■ Task instructions
What is needed is each line of the data below that holds the string "cluster".

■ Stored data entries
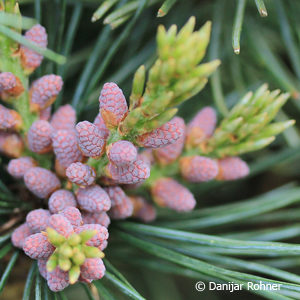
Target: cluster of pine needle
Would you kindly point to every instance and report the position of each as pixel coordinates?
(230, 76)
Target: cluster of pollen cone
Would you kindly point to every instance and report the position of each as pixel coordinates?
(95, 171)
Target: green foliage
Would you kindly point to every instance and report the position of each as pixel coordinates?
(231, 236)
(246, 128)
(175, 77)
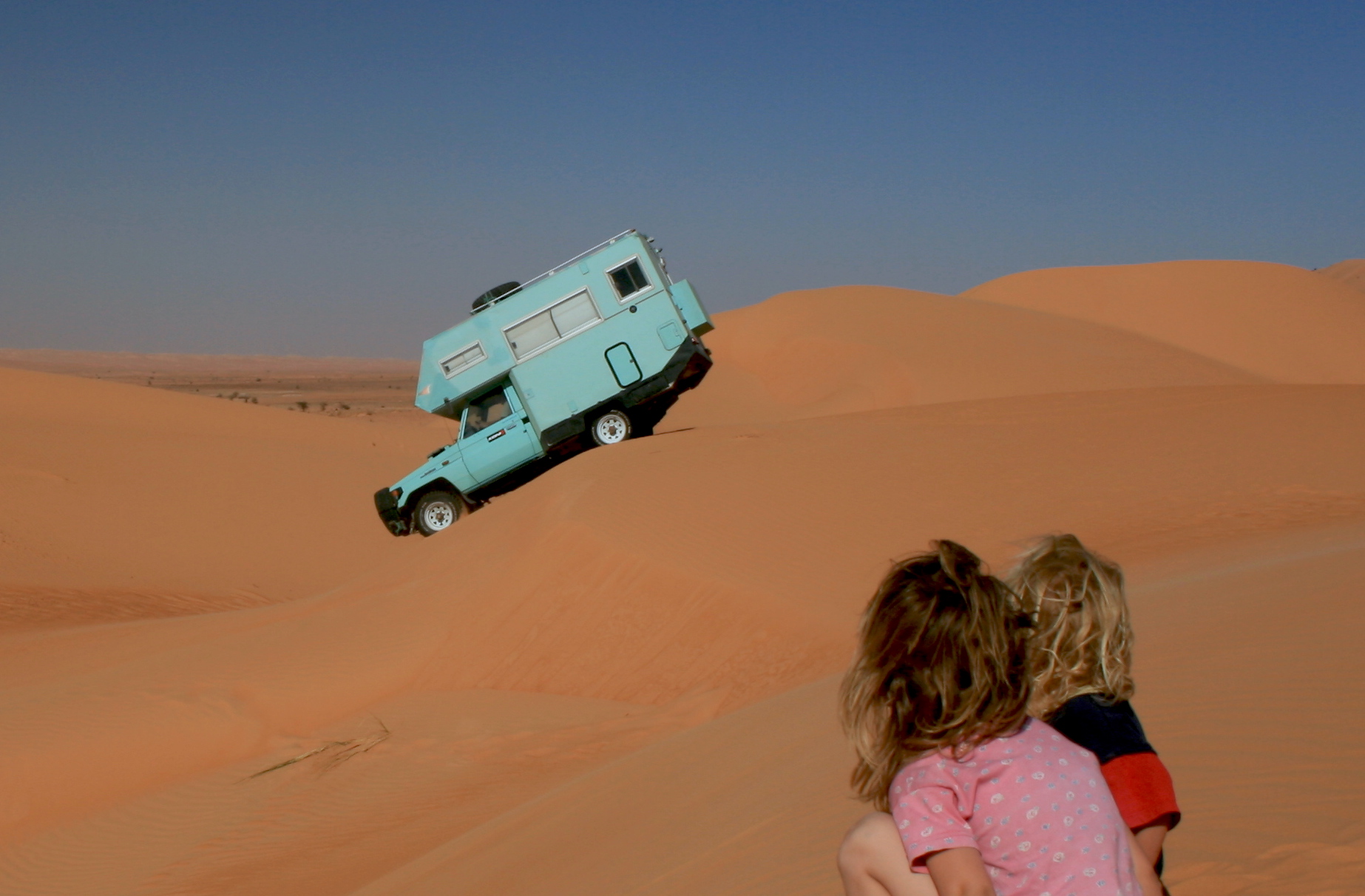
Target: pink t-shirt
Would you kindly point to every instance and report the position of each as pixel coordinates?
(1034, 805)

■ Exercise result
Target: cluster of pine needle
Target: cluster of pollen cone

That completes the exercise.